Tuesday 25 January 2011

pemímpin

PEMIMPIN YANG
JUJUR Seusai pelantikannya
sebagai Khalifah, Umar
bin Abdul Aziz
berbicara empat mata
dengan istrinya,
Fatimah, "Istriku, kini aku telah diberi amanah
untuk memimpin umat.
Aku sangat takut
durhaka kepada Allah
akibat menyalah-
gunakan harta negara yang dimanahkan
kepadaku, atau lalai
dalam
kepemimpinanku.
Tugas kekhalifahan ini
sangat berat dan amat membebaniku. Untuk
itu, aku
mempersilahkan kamu
memilih: apakah tetap
menjadi istri Khalifah
yang pekerjaannya sangat berat, sehingga
perhatiannya kepada
anak isteri berkurang,
namun penghasilannya
justru akan dikurangi
dan pas-pasan; atau kamu memilih masa
depanmu sendiri
dengan segala
konsekuensinya ?" Fatimah yang berlatar
belakang keluarga
kaya raya ternyata
tetap memilih
mendampingi suami
dengan segala beban- beban dan
kesederhanaannya. Ternyata apa yang
dikatakan suaminya
benar. Sejak suaminya
menjadi Khalifah, ia
dan keluarganya justru
kerap kelaparan. Apabila perutnya
keroncongan karena
lapar, dan
persendiannya gemetar
karena kedinginan,
Fatimah hanya berucap, "Ah, seandainya saja
suamiku tidak menjadi
Khalifah... Demi Allah,
kami belum pernah
merasakan
kebahagiaan sejak jabatan Khalifah
dibebankan kepada
kami..." Suatu hari, ketika
Khalifah Umar bin
Abdul Aziz pulang dari
inspeksi ke rumah-
rumah rakyatnya, dia
merasa aneh karena puteri kesayangannya
yang biasa
menyambutnya
dengan peluk dan
ciuman sayang, kali ini
menghindar, menjauhi sang ayah sambil
menutup mulutnya
dengan jilbabnya.
#####
● **TUGAS LATIHAN**:
1. Berdasarkan kisah Umar bin Abdul Aziz, jelaskan dalam satu hingga tiga kalimat mengapa Umar mempersilakan istrinya memilih setelah ia dilantik sebagai Khalifah.
2. Salin dengan tepat seluruh bagian kisah Umar bin Abdul Aziz, mulai dari "PEMIMPIN YANG" sampai ke "untuk memimpin umat.".
Gunakan kisah Umar bin Abdul Aziz saja sebagai sumber.

(Data dari sebuah koleksi)
#####
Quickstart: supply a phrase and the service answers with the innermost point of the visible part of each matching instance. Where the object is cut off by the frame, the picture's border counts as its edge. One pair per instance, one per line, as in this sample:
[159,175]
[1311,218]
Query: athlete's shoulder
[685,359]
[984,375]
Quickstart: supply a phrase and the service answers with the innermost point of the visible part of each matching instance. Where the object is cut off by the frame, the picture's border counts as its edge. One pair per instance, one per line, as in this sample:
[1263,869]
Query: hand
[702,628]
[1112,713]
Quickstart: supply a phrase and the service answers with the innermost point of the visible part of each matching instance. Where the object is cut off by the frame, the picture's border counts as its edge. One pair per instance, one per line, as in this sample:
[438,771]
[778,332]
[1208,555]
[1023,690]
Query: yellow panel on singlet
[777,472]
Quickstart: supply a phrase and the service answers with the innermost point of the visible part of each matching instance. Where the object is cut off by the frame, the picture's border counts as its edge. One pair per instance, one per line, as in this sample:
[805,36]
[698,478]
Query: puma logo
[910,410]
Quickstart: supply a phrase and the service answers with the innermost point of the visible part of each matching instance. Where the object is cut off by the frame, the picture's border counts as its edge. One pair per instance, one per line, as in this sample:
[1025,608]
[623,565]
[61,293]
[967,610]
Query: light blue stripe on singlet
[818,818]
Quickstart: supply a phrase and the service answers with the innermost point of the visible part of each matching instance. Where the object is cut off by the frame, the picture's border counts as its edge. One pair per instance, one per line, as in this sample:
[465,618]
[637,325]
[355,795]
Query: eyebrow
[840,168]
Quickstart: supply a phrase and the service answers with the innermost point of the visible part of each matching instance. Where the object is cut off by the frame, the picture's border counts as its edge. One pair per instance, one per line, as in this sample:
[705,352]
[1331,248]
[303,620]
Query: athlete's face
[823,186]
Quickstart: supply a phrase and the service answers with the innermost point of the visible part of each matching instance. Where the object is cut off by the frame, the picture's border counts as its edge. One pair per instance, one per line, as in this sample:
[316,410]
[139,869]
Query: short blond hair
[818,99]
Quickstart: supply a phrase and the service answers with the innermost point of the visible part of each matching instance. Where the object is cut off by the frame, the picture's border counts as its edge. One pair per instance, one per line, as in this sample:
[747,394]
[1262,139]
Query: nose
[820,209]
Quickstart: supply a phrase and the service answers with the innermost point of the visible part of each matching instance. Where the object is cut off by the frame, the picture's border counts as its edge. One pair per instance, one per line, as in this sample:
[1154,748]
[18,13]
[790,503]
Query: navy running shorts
#####
● **JAWABAN TUGAS**:
1. Umar merasa tugas kekhalifahan sangat berat dan amat membebaninya. Ia juga takut durhaka kepada Allah karena menyalahgunakan harta negara atau lalai dalam kepemimpinannya. Oleh sebab itu, ia meminta Fatimah memilih antara tetap menjadi istri Khalifah dengan perhatian kepada keluarga yang berkurang dan penghasilan yang dikurangi serta pas-pasan, atau memilih masa depannya sendiri dengan segala konsekuensinya.

2.
PEMIMPIN YANG
JUJUR Seusai pelantikannya
sebagai Khalifah, Umar
bin Abdul Aziz
berbicara empat mata
dengan istrinya,
Fatimah, "Istriku, kini aku telah diberi amanah
untuk memimpin umat.